Point localization data:
########################################
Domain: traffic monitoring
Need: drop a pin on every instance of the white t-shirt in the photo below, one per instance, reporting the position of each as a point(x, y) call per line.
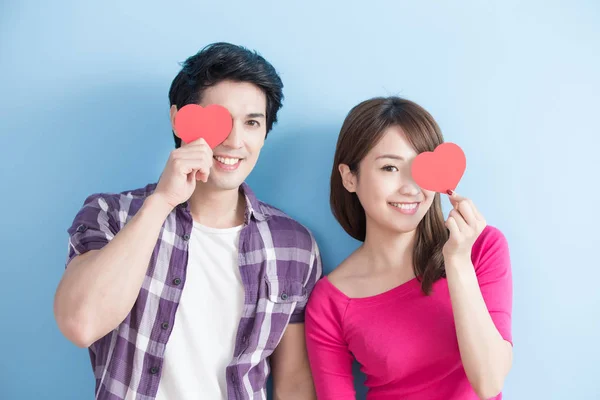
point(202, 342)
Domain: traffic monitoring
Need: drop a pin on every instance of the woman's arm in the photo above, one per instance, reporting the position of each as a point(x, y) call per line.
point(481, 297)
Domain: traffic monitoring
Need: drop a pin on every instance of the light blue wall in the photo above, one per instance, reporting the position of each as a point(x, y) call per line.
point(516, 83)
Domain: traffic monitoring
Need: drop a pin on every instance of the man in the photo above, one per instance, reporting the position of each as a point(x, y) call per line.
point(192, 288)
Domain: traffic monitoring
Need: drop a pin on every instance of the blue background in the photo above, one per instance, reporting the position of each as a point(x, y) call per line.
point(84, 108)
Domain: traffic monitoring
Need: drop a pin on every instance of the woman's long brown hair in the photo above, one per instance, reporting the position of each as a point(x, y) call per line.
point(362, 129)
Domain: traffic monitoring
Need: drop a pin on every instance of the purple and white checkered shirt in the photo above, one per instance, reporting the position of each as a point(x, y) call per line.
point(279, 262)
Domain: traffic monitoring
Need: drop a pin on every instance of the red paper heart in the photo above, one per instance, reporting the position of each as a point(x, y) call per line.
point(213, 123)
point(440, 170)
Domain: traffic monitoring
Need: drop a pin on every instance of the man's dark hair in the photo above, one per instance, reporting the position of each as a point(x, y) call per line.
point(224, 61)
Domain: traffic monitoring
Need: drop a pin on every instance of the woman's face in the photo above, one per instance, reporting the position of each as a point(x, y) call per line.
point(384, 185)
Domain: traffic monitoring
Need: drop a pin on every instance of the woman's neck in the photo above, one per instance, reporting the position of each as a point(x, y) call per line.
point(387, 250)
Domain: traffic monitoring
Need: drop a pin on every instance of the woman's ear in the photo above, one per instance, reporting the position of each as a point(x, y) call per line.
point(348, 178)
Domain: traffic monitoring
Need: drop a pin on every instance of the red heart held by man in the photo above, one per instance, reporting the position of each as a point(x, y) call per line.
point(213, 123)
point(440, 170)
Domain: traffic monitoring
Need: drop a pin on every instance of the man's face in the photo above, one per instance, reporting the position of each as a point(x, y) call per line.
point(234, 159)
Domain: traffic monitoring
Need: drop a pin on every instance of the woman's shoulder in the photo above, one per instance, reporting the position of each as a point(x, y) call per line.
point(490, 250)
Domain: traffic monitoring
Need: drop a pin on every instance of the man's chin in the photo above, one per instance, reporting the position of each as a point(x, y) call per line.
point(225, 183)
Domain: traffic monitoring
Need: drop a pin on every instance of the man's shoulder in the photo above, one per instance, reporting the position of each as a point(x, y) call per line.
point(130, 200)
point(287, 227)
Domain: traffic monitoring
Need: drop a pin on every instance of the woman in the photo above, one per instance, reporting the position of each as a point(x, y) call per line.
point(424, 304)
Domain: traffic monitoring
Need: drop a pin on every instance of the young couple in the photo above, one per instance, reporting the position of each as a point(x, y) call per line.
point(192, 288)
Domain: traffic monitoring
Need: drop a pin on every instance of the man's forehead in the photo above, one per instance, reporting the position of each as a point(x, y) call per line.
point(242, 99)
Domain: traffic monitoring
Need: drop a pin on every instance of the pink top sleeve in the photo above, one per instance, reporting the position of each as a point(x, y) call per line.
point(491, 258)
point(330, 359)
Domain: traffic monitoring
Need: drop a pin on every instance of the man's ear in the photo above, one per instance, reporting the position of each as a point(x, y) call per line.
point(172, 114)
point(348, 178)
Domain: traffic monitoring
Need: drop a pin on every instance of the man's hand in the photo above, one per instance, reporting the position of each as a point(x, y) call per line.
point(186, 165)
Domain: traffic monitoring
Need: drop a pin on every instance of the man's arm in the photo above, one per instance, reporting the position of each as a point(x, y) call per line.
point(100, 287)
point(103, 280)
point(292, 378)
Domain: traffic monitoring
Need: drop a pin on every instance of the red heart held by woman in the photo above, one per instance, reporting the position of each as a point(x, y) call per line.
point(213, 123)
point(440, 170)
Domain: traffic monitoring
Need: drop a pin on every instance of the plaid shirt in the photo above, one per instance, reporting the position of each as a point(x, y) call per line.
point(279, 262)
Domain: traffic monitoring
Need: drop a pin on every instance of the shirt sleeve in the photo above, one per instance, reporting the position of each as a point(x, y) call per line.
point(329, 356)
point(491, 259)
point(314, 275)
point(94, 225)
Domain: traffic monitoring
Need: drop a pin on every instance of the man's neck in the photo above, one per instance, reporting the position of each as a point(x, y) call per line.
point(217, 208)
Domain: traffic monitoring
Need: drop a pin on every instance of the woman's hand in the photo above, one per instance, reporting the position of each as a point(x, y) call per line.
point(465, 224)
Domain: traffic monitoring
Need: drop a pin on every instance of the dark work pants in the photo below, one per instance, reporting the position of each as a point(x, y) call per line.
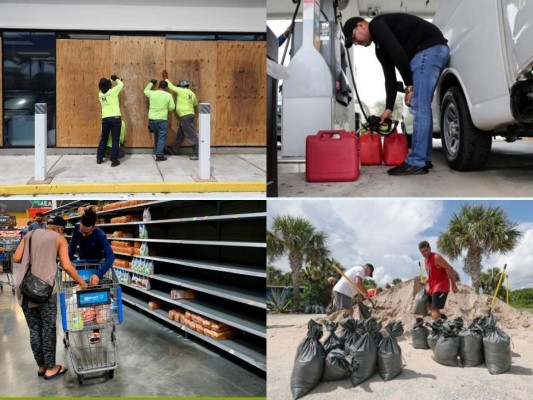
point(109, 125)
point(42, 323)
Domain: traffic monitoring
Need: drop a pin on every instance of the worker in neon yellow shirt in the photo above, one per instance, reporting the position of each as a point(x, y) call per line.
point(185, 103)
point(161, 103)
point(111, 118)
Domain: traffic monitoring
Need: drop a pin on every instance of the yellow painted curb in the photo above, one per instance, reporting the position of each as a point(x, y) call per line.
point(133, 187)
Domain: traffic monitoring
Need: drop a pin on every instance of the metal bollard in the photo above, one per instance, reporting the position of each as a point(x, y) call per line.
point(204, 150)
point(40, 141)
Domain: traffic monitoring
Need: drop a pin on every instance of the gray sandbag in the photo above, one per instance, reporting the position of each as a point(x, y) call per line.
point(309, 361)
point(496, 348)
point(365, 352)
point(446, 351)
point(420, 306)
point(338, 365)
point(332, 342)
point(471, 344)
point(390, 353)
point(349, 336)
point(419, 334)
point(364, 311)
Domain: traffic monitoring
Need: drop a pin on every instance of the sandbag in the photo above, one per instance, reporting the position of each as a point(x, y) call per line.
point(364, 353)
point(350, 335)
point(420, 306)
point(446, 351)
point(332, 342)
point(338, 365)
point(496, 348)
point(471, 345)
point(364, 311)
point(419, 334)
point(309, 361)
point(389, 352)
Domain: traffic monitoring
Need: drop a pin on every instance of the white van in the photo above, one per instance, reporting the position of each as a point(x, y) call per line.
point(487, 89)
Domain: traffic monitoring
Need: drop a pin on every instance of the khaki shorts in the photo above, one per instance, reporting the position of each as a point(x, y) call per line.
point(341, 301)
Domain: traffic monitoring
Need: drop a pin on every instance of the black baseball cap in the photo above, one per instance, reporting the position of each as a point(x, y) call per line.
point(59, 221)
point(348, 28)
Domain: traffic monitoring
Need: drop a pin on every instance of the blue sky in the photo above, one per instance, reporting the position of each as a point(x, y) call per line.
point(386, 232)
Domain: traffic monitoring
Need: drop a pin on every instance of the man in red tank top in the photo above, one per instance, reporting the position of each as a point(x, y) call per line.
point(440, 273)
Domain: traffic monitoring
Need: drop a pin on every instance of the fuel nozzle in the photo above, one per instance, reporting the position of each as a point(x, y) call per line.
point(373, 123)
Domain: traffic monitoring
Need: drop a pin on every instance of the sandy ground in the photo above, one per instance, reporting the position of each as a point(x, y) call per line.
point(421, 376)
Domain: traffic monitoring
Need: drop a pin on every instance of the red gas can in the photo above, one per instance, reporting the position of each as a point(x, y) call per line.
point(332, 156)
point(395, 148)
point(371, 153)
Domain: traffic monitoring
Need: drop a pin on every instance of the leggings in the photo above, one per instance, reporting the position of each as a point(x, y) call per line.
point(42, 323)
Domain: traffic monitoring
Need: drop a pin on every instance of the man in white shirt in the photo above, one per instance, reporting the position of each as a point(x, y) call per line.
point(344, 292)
########################################
_Your task_. What you give back must be the data above, reproduced exactly and free of pictures.

_Answer to this task_.
Domain: traffic monitoring
Need: drop a pin on every instance of the white t-shirt in the photo below, one per instance, reporting the position of each as a point(x, y) call per line.
point(202, 342)
Domain: traffic monitoring
Need: drop a pin on every instance of the woman's arm in the photo above, one per instance, reporting the position of each as a point(x, y) call per line.
point(481, 297)
Domain: traffic monitoring
Need: drop a pin on every instance of the light blue wall in the photo above, one per instance, reporting the position of each as a point(x, y) call per line.
point(516, 83)
Domain: traffic monitoring
Need: drop a pin on every instance of the man in the photo above, one per instance, reporting the position of each as a point(x, y) call per line.
point(192, 288)
Domain: traffic monitoring
Need: drop a pin on every instance of the blue background in the photo above, one per instance, reporting the position of each as a point(x, y) call per line.
point(84, 108)
Domain: traffic monitoring
Need: drop a pin on every instance of the woman's long brown hair in the photo above, one per instance, reporting the position of each as a point(x, y) call per line.
point(362, 129)
Domain: traffic monitoring
Need: drop a pin on every instance of the purple and white checkered shirt in the photo above, one per instance, reporting the position of each as a point(x, y) call per line.
point(279, 262)
Domain: traffic monitoring
Need: drop a pin on every instance of the red paper heart in the photo above, one per instance, reporting the position of each as a point(x, y) call per line.
point(213, 123)
point(440, 170)
Domain: traffic monitoring
Need: drop a pin on every instance of the man's dark hair in the photo above, one per instance, reporting the position of each as a point(x, y) call per line.
point(224, 61)
Domain: traffic monitoring
Need: drop a pin on every instance of the woman's face in the photo above, one per instance, reporting the position of each as a point(x, y) call per line.
point(384, 185)
Domain: traffic monitoring
Need: drop a pin on every instance of the woman's neck in the photo above, one per instance, reporting the position of each as a point(x, y) call per line.
point(387, 250)
Domain: traffic monitoring
Need: drop a pin on every instance of the woman's ear in the photo above, one per instance, reporting the position of each as a point(x, y) call per line.
point(348, 178)
Domain: traffic monitoring
Need: drop a pin on every instance of the red heart held by man in the photo above, one per instance, reporting the position of each as a point(x, y) call per line.
point(213, 123)
point(440, 170)
Domain: traffic monitoring
Need: drop a pin on every instance of the man's face in the photo above, one per instance, reporting the position of each as a point(x, y) call per line.
point(234, 159)
Domain: traffic monitoring
Need: drop a pin on every instance of the woman's shoulder in the photo above, one per instance, reporting the position of each as a point(x, y) call per line.
point(490, 250)
Domain: traffic monitoring
Need: drop a pin on every instance of the man's chin in the photo above, one per instance, reporting the position of each as a point(x, y) call per line.
point(225, 183)
Domain: traffic monitoring
Need: drop a pin on every instance of the man's shoulder in the photo above, one per instance, reporting the position of each as a point(x, y) call per line.
point(130, 200)
point(287, 227)
Domain: traffic monitoring
Need: drop a pin on every instance of the woman in the photo above, one per instance, reporting the position of each as a point(x, y) call per line.
point(424, 304)
Domain: traffic monitoring
Need: drop a pin on every instance of the young couple in the photo above, one per instance, reporting the position of each as a point(x, y) call per line.
point(192, 288)
Domain: traffic monitoring
Need: drop a pin on every instance of the man's forehead in the photo above, one per instance, reporting the position of each as a point(x, y) call per line.
point(242, 99)
Domain: traffic monitoring
Need: drop a pin on every instance of the pink top sleeve in the photo above, one per instance, reporting the position of each as a point(x, y) call per line.
point(491, 258)
point(330, 359)
Domain: traffic monitoring
Need: drop a pin on every instance of the man's ear in the photo above, one per instance, reporting the position of each as a point(x, y) call per line.
point(172, 114)
point(348, 178)
Domain: traffic monitoring
Need: drop a pin on every instance of the man's hand in the photo above, one per instance, reporting the position of each as a point(x, y) call per line.
point(186, 165)
Domain: traffic monitoring
Need: drop a pin on every instance of the man's arm in the photo above, one per instance, reporting the position of each as a point(x, y) call per line.
point(100, 287)
point(103, 280)
point(292, 378)
Domain: traffic monitoring
Need: drop a pin on every instance of the red heart held by woman in the photo above, one per instance, reporting the position of each as a point(x, y) call per line.
point(213, 123)
point(440, 170)
Domain: traffic monitoring
Need: drop a pin on every instance of the plaid shirt in the photo above, one per instance, reporting the position of each as a point(x, y) call per line.
point(279, 262)
Domain: traffic monitoring
Need: drop a pin on every instance of the shirt sleeve in the photo above, one per instance, reporting the position of each as a point(x, y) call per line.
point(329, 356)
point(491, 259)
point(314, 275)
point(94, 225)
Domain: traffic monitoring
Need: drop a pin on every instance of the man's neck in the photo above, one per instance, reporting the position of each as a point(x, y) call per line.
point(217, 208)
Domain: traffic monitoring
Need: drop a pin on every instance of the woman's hand in the photo above, one per instance, reporting the position of each as a point(x, y) call per line.
point(465, 224)
Domain: traffic monitoring
Need: drop a pin on every instance of the dark work pants in the photo below, one per instance, reporting the position of each as a point(x, y) call per line.
point(109, 125)
point(42, 323)
Domain: traffic monitoring
Need: drop a pin on every instance of the worker in neon yellow shirt in the photo above, one per instance, reporting the position of each as a point(x, y) call per line.
point(185, 103)
point(161, 103)
point(111, 118)
Domain: traffic monitoring
Need: drop a pin on every instance of the yellow painted curb in the photo above, one per instance, reporting the position of each as a point(x, y) call per line.
point(133, 187)
Domain: traffic monitoring
Need: drop a pin on every instance of the metal bollard in the photo above, one per instance, reporting the position of each as a point(x, y) call per line.
point(204, 150)
point(40, 141)
Domain: traffic monitoring
Need: drop a pin on every instance of the gray sandbag in the photo above, one per instance, reporting the position of each as a point(x, y) call per line.
point(309, 361)
point(496, 348)
point(365, 352)
point(446, 351)
point(420, 306)
point(338, 365)
point(332, 342)
point(471, 344)
point(390, 353)
point(349, 336)
point(419, 334)
point(364, 311)
Domain: traffic monitoring
Need: drop a pin on every instance of the sandbag in the photo above, one per instance, reporting the position of each as a point(x, y) call per line.
point(364, 353)
point(350, 335)
point(420, 306)
point(446, 351)
point(332, 342)
point(338, 365)
point(496, 348)
point(471, 345)
point(364, 311)
point(419, 334)
point(309, 361)
point(389, 352)
Domain: traffic monitoring
Need: drop a pin on every instance of the white van in the photo above, one per instance, reporting the position of each as a point(x, y) call per line.
point(487, 89)
Domain: traffic monitoring
Need: drop a pin on every instance of the khaki shorts in the photo above, one per instance, reporting the position of each as a point(x, y) call per line.
point(341, 301)
Domain: traffic monitoring
Need: drop a pin on every instance of the black baseball cap in the photo above, one per instance, reporting the position of each as a point(x, y) call per line.
point(59, 221)
point(348, 28)
Domain: traffic monitoring
Need: drop a pin on every instance of the blue sky in the photo above, one per instance, reporting the position of each as a point(x, y) call per line.
point(386, 232)
Domain: traffic monitoring
Need: drop a pin on every instance of the man in red tank top in the photo above, one per instance, reporting the position of each as a point(x, y) call per line.
point(440, 273)
Domain: traffic monitoring
Need: drop a pin on every instance of the fuel nozzle in the photo above, one per instance, reporting the position of each as a point(x, y) call per line.
point(373, 123)
Domain: traffic monitoring
Need: drop a pin on every instance of the sandy ground in the photo above, one per instance, reporting the position of each as a point(x, y) call per line.
point(421, 376)
Domain: traffic monitoring
Need: drop a pin on every instance of the red gas can in the photo above, one per instance, reporting the position of each as a point(x, y) call per line.
point(332, 156)
point(395, 148)
point(371, 153)
Domain: traffic monitoring
Need: drop a pin on every instance of the leggings in the photo above, one per instance, reporting the position of each as a point(x, y) call per line.
point(42, 323)
Domain: traffic monitoring
Need: drop a pin on every instance of the man in white shirt in the photo above, one per instance, reporting the position of each as a point(x, y) call per line.
point(344, 292)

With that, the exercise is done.